>> begin Excerpt to read

Missing, 2011 | Ink acrylic on rice paper | 38”x38”


A friend recently asked me, how did you become a feminist artist? I have given many lectures about my feminist art and thoughts, each time I show the transformation of my work. I gradually became a feminist through a process of self-reflection, but from what?


In the summer of 1987, my husband (now my ex-husband) and I were invited to be visiting scholars at the School of Fine Arts at York University, in Toronto. We met in 1980 and were married in August 1985. A year later, I went to California to study, while he was still in China. In July 1987, we met in Los Angeles and went to Toronto together for York University. In our year apart, we went through some changes. Sometimes, because of differences in thinking, in life there are some disputes.


One day, in Toronto, I woke up groaning, lying on the floor. I looked up and saw him sitting there, puffing on a cigarette and blowing smoke above me. I looked at myself. Why was I lying on the kitchen floor? One arm was pinned strangely behind my back like a chicken tied up for roasting. I looked at him again, quizzically, trying to remember. What happened?

>> end Excerpt to read

**Task set:**
1. Please pull out every line of the records below that contains the word "siding".
2. Continue the account above of becoming a feminist artist, starting after its final sentence.

>> begin Material for the task

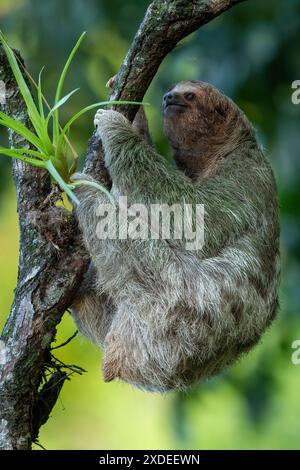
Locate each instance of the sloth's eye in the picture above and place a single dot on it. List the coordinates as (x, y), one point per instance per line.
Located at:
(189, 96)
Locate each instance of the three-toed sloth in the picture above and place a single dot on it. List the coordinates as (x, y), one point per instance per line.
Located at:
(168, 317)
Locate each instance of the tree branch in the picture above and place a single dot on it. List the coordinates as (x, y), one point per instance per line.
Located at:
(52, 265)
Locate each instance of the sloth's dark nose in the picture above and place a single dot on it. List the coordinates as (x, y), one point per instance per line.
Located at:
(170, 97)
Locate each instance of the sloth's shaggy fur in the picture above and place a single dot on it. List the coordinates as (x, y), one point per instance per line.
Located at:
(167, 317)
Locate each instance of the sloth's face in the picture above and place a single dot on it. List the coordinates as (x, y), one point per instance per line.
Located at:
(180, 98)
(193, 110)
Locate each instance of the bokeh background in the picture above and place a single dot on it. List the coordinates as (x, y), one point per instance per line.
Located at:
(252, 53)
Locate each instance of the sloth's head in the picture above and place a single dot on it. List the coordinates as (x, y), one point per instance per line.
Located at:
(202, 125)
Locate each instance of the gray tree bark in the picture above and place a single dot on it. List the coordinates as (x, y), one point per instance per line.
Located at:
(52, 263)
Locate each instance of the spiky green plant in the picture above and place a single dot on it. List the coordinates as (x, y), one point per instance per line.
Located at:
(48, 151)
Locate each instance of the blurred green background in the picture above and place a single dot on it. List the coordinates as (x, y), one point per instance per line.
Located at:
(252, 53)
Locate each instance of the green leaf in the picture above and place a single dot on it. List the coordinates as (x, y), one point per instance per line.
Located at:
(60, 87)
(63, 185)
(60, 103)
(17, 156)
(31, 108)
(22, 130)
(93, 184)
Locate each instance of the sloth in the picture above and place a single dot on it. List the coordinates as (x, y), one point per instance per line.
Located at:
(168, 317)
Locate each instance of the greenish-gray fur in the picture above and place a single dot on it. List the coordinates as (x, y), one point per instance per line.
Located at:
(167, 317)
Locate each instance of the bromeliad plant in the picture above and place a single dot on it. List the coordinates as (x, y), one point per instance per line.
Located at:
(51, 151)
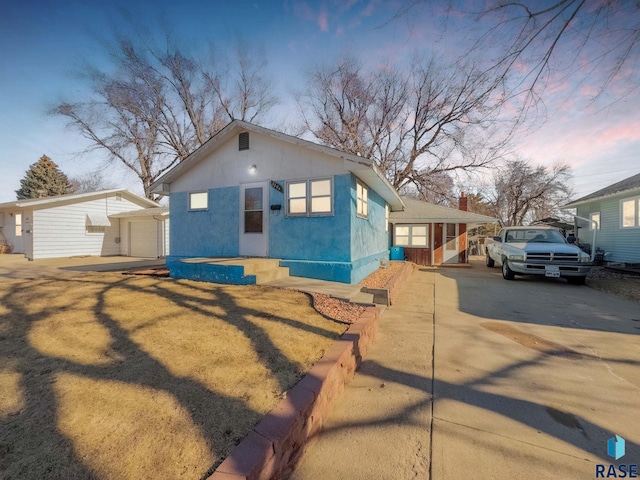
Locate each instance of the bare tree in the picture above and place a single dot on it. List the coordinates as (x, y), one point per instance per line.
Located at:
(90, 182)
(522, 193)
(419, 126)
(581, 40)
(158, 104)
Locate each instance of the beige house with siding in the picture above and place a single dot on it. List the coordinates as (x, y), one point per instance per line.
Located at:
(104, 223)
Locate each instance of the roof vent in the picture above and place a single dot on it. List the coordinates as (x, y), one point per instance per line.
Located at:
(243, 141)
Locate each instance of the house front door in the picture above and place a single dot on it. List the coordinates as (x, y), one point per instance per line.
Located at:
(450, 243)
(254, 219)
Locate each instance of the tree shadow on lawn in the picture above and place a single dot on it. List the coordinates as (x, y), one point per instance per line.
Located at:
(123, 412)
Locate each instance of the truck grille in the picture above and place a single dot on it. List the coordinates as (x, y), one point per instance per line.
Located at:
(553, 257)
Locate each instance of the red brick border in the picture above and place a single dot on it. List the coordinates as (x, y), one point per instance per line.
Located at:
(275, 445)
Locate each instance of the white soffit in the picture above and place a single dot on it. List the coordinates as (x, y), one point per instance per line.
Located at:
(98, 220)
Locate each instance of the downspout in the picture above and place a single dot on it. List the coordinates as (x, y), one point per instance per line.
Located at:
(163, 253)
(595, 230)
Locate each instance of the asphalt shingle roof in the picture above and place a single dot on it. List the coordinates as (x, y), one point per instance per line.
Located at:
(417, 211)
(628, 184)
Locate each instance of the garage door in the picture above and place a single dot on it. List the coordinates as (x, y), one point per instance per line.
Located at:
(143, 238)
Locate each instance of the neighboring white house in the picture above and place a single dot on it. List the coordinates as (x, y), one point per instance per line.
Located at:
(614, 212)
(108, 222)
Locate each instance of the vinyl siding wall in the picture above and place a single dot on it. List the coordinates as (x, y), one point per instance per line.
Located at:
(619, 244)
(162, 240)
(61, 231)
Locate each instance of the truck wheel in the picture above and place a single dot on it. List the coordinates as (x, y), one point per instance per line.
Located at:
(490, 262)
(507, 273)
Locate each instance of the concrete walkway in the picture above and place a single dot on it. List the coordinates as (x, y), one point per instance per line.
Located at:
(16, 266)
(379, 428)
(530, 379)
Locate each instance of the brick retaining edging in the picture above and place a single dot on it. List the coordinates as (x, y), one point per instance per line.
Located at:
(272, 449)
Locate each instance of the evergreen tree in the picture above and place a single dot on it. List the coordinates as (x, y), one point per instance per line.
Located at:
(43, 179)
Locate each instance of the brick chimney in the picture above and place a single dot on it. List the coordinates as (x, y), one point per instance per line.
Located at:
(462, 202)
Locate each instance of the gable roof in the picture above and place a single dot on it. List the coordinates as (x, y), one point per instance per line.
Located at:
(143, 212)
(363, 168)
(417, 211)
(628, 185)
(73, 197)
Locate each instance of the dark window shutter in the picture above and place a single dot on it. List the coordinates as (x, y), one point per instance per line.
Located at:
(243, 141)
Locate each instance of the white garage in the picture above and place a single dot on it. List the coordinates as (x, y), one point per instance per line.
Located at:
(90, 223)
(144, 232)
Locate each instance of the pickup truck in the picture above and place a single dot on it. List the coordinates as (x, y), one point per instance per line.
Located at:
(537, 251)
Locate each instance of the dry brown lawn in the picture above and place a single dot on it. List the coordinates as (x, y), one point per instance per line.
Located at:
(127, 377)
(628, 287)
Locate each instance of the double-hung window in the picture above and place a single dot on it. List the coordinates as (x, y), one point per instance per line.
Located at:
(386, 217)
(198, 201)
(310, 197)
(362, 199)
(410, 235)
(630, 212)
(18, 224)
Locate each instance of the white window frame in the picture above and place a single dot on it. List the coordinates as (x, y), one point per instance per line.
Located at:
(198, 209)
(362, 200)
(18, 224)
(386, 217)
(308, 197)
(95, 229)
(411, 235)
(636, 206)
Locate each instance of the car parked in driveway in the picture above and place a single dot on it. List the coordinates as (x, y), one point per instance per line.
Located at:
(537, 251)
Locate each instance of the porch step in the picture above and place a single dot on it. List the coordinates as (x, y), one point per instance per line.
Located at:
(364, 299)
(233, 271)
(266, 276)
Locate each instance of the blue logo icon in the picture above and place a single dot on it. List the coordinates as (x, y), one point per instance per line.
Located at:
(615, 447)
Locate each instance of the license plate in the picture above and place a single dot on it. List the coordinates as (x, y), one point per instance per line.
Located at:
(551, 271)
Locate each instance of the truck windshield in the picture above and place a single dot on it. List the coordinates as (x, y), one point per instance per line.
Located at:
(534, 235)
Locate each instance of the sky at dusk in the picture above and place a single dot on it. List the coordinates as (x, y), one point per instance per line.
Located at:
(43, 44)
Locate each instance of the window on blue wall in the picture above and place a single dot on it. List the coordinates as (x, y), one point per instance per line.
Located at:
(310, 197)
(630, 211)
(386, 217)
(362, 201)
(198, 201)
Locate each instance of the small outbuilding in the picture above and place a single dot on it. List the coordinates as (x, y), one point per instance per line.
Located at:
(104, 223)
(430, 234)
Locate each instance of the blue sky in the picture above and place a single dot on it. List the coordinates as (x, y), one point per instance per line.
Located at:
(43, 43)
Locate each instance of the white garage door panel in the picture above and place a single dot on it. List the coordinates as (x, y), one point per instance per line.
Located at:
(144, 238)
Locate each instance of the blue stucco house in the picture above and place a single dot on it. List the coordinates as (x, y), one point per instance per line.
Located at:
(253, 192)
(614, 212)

>> end Material for the task
>> begin Material for the task

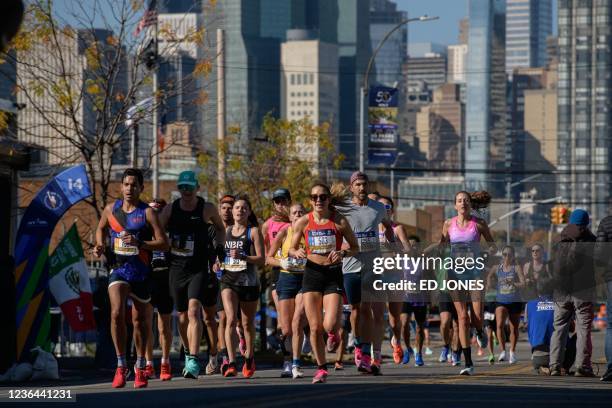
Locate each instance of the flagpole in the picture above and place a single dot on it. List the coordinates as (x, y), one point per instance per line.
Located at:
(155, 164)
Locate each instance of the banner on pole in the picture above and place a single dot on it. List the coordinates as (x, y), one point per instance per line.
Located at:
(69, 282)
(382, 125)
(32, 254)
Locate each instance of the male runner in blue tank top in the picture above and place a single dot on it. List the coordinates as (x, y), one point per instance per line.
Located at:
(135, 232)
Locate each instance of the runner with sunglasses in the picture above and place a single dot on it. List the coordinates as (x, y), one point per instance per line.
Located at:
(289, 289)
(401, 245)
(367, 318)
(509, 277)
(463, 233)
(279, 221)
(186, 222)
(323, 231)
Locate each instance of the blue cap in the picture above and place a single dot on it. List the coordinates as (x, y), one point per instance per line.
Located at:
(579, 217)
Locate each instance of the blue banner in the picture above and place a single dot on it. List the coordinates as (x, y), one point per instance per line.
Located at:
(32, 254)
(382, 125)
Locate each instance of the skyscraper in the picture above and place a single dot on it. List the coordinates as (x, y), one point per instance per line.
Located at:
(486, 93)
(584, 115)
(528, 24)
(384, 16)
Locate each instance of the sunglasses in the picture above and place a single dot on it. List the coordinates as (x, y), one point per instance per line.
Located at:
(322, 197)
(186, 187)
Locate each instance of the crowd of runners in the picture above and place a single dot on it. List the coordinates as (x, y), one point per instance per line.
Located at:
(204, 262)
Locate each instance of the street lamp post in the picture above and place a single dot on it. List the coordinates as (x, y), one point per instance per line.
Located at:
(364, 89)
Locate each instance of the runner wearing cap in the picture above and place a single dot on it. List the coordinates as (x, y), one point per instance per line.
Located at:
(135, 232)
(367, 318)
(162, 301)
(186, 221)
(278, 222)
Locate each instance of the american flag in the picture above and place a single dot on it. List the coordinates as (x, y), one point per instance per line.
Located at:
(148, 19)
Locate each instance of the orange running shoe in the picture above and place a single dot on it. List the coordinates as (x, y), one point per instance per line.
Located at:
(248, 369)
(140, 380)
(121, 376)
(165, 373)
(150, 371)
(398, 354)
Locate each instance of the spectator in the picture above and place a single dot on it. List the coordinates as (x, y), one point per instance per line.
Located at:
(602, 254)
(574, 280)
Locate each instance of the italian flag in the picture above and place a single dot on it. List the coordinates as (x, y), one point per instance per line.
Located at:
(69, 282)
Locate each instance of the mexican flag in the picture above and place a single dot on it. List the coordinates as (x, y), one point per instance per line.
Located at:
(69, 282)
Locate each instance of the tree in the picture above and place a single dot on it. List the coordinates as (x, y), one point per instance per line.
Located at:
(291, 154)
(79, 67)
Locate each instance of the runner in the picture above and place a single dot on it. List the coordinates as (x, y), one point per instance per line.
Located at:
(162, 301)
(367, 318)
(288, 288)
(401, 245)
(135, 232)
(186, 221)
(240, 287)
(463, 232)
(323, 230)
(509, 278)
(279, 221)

>> end Material for the task
>> begin Material for the task

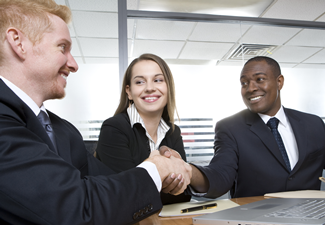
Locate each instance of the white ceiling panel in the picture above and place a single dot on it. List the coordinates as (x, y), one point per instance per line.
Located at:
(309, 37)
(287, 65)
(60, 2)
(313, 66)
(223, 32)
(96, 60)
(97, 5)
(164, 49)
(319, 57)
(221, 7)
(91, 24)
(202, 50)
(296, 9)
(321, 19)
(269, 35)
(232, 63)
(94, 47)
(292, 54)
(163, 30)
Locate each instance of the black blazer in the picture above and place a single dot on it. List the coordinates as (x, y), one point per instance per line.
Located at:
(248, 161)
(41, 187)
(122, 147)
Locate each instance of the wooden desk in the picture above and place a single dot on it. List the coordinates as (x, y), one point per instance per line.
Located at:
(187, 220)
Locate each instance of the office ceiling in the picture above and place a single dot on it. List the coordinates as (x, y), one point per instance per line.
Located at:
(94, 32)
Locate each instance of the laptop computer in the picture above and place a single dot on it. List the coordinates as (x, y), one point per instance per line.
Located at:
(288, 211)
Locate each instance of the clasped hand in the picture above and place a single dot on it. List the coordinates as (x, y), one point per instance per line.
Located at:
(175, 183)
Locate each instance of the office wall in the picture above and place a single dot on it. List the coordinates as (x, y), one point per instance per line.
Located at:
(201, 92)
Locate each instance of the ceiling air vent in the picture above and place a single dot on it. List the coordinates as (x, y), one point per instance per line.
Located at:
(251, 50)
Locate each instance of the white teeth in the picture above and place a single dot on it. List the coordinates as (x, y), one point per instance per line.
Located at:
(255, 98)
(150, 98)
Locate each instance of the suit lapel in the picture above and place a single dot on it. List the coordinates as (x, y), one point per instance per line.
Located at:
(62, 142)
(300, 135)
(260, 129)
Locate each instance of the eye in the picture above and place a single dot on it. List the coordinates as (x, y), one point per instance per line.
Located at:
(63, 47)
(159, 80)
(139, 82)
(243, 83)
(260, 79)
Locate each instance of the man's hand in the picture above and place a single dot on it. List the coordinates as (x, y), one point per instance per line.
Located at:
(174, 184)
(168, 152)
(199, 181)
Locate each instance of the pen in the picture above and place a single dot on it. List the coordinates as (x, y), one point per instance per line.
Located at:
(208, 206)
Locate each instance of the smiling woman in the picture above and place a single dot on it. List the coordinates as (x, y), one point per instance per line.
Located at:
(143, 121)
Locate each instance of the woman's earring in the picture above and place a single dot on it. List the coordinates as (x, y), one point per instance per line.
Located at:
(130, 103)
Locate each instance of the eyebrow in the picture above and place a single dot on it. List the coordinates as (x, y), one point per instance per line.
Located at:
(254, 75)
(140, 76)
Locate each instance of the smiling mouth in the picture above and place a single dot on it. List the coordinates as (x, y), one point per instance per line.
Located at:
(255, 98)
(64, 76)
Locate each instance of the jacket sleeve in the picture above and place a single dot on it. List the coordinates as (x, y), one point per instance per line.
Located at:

>> end Material for the task

**Answers per task:**
1.
Locate each instance of the beige house with siding in the picture above and place a single dot on it. List the coordinates as (x, y), one point per instance per line.
Locate each instance of the vinyl siding wall in the picture above and place a single dot on it. List the coordinates as (x, y), one point per instance per line.

2.
He picked me up and said that he was a little scared and originally wanted to call 911, but then heard me snort a few times and knew I wasn't dead, so he didn't call. Hearing this, I suddenly remembered: we had another quarrel. Why? I can't remember the details, only that he twisted my arm, pinned my arm behind my back, like when the Red Guards caught capitalist sympathizers in the Cultural Revolution. As I tried to break away, he threw me against the wall and I fell unconscious.


Bruce Parsons of York University, Bruce’s wife Mary asked me what was wrong when she saw my bruised face and arm. I had deliberately covered the marks with my long hair to avoid embarrassment, but it was nevertheless discovered. I didn't have time to answer, my tears poured out first. By the time I could speak she had pulled Bruce to me and said, "Look what the Chinese artist you invited did!" I didn’t understand. How did she know where the bruises came from? Later she told me a local saying that "women usually get bruises from men.”

Untitled, 2000 | Ink acrylic on rice paper | 40”x30”


Bruce asked me some questions with concern. I can't remember what they were but I memorized the word "domestic abuse." This was the first time I had heard this word and I was a bit surprised because I did not fully understand what it had to do with me. In my childhood and in the tradition in which I was raised, we understood that the man is in charge. Women usually do everything for the family. Family disputes are often seen as the fault of women, although actually it is mostly men. In China, women are beaten and shamed all the time but no one ever called it “domestic violence.”


Bruce also told me “You can sue, and if you do, we can send him back to China.” When I heard this, I was startled and asked: “Is it that serious?” The shock to me at that time was huge, but the inertia of life, and my preconceptions, rooted in the traditional ideas, still drove me to live as before.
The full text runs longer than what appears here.